BEGIN Data extract
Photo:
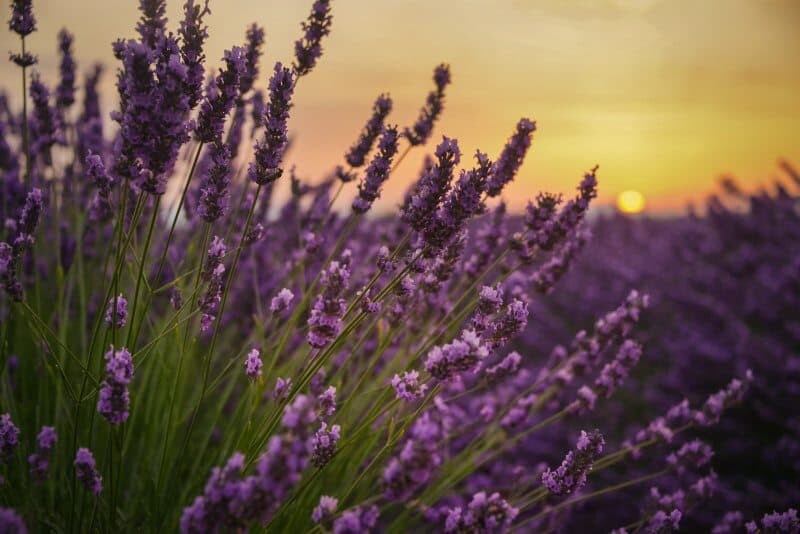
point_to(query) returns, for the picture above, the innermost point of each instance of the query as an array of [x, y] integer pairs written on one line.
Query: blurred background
[[666, 96]]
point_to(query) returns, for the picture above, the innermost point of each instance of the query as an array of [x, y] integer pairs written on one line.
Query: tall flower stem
[[132, 341], [25, 140], [215, 335], [587, 496]]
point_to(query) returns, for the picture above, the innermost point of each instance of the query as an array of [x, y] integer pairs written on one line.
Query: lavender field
[[196, 337]]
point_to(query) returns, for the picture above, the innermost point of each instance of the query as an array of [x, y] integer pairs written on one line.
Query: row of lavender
[[724, 290], [180, 348]]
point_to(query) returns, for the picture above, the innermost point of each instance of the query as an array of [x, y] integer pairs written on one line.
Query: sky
[[665, 96]]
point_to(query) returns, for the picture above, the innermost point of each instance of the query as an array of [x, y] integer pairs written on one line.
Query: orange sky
[[665, 95]]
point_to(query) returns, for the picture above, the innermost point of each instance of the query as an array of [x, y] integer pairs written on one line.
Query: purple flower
[[510, 160], [419, 456], [10, 521], [308, 49], [281, 301], [357, 154], [326, 402], [611, 376], [733, 394], [117, 312], [213, 273], [490, 514], [252, 53], [193, 35], [357, 520], [266, 167], [731, 522], [45, 122], [86, 471], [253, 364], [420, 209], [781, 522], [377, 171], [325, 321], [421, 131], [65, 92], [570, 476], [214, 188], [283, 387], [408, 387], [550, 272], [662, 522], [22, 21], [113, 401], [690, 457], [324, 511], [154, 107], [9, 437], [462, 355], [463, 202], [153, 21], [507, 367], [90, 122], [221, 94], [40, 460], [323, 444]]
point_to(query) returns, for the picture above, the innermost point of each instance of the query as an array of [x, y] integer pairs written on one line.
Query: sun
[[630, 202]]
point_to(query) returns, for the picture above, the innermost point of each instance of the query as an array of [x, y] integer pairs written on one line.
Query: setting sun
[[630, 202]]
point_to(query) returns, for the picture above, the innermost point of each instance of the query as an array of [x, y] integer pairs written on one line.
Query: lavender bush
[[180, 349]]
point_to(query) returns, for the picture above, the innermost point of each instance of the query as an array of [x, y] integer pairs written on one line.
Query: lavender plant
[[180, 348]]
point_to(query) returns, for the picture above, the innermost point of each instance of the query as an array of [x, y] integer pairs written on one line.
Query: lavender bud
[[22, 21], [9, 437], [113, 401], [570, 476], [269, 151], [86, 471], [377, 171], [117, 312], [308, 49], [421, 131], [253, 364]]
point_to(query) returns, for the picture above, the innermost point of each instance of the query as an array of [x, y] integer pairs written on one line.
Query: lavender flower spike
[[269, 151], [252, 52], [253, 364], [357, 520], [40, 460], [193, 35], [22, 21], [153, 21], [421, 131], [11, 522], [117, 311], [281, 301], [220, 97], [377, 172], [216, 182], [325, 321], [9, 437], [65, 92], [86, 471], [114, 399], [324, 511], [308, 49], [357, 154], [570, 476], [511, 158], [490, 514], [407, 386]]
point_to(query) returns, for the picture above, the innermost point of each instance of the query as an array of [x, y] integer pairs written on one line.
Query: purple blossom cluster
[[302, 368]]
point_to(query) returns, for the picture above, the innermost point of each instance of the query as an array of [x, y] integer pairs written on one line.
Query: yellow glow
[[630, 202]]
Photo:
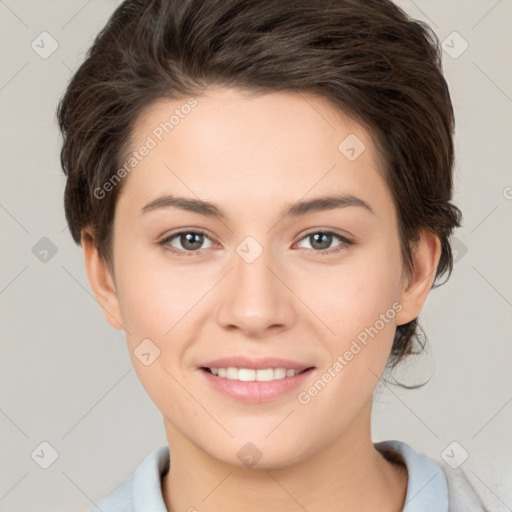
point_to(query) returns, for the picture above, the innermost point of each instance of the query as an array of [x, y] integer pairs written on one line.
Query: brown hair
[[367, 58]]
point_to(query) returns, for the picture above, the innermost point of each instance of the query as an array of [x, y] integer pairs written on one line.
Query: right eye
[[190, 240]]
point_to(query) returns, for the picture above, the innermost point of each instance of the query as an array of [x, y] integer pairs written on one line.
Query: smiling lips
[[254, 380], [251, 374]]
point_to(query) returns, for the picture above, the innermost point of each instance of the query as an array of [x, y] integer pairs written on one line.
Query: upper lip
[[256, 364]]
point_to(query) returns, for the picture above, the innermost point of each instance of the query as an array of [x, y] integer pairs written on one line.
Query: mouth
[[255, 385], [253, 374]]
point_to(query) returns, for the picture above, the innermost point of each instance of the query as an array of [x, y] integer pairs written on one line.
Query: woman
[[262, 191]]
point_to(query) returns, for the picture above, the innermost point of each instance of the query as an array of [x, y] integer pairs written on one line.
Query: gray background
[[65, 375]]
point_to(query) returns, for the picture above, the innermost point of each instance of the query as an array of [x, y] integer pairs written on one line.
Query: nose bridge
[[254, 298]]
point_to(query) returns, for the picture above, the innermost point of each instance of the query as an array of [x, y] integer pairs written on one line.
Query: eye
[[191, 241], [322, 240]]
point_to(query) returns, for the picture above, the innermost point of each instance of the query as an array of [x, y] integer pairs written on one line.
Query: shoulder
[[432, 483], [141, 491]]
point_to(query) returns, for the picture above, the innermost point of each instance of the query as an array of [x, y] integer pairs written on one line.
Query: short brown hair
[[366, 57]]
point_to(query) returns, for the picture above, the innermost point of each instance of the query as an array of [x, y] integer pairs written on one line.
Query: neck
[[349, 474]]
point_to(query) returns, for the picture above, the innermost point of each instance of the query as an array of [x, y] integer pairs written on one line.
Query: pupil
[[325, 244], [188, 242]]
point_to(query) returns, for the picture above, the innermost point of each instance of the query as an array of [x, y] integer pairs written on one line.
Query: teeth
[[249, 374]]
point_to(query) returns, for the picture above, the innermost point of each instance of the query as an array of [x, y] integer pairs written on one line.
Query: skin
[[252, 156]]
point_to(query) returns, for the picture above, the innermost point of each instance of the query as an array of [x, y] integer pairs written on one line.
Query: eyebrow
[[291, 210]]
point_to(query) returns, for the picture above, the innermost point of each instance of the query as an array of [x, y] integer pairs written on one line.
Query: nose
[[255, 297]]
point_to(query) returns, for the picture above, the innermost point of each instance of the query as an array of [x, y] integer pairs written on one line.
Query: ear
[[426, 255], [101, 280]]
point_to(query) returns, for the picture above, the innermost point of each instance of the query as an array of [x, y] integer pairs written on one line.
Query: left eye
[[322, 240]]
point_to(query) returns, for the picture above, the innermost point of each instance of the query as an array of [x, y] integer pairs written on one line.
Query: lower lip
[[255, 391]]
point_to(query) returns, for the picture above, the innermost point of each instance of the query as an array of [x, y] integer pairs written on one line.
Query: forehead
[[275, 147]]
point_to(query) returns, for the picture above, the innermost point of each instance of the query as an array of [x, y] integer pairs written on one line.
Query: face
[[253, 277]]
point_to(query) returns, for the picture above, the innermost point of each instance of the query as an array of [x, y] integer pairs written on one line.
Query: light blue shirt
[[427, 487]]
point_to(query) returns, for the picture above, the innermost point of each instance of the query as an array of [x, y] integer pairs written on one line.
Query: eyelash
[[346, 242]]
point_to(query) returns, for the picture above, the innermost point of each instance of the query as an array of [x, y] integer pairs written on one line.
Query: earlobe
[[101, 280], [426, 255]]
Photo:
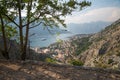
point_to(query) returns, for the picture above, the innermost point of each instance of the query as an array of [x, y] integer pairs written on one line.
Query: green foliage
[[110, 61], [118, 54], [50, 60], [76, 62], [10, 32], [83, 45]]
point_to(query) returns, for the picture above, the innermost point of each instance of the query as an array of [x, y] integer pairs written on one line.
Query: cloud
[[108, 14]]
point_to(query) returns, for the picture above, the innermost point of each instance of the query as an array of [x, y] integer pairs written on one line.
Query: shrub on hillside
[[76, 62], [50, 60]]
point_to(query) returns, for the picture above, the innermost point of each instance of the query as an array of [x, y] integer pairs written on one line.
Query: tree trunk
[[5, 51], [21, 30], [27, 30]]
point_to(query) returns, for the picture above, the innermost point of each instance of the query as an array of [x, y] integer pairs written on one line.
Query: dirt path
[[34, 70]]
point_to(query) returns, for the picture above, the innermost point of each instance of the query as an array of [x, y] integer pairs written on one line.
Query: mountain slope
[[35, 70], [105, 48]]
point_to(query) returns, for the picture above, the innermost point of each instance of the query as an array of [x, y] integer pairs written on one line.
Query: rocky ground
[[34, 70]]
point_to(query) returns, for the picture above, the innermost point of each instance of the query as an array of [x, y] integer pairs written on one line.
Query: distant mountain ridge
[[101, 49], [105, 48]]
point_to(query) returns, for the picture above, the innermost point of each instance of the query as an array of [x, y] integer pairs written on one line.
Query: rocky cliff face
[[105, 48]]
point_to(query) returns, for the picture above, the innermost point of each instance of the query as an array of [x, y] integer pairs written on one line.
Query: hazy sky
END Data extract
■ Requirements:
Change "blurred" to "hazy" in the listing from its start through the line containing "[[666, 96]]", inclusive, and give those lines back otherwise unchanged, leaving out the picture.

■ Answer:
Photo:
point_to(query) returns, for the picture above, the innermost point of each instance of the query as an array of [x, y] integer pairs written on one line.
Query: hazy background
[[666, 96]]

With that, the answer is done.